### WORK ORDER
Whatever the records below say, write them all out exactly.

[Stored entries]
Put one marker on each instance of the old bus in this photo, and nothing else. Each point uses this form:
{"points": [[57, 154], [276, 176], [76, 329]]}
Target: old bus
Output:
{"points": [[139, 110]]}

### REPLY TO THE TASK
Put one marker on each instance of the old bus in this photo, and nothing else. Each point uses this form:
{"points": [[57, 154], [276, 176], [76, 329]]}
Target: old bus
Output:
{"points": [[139, 110]]}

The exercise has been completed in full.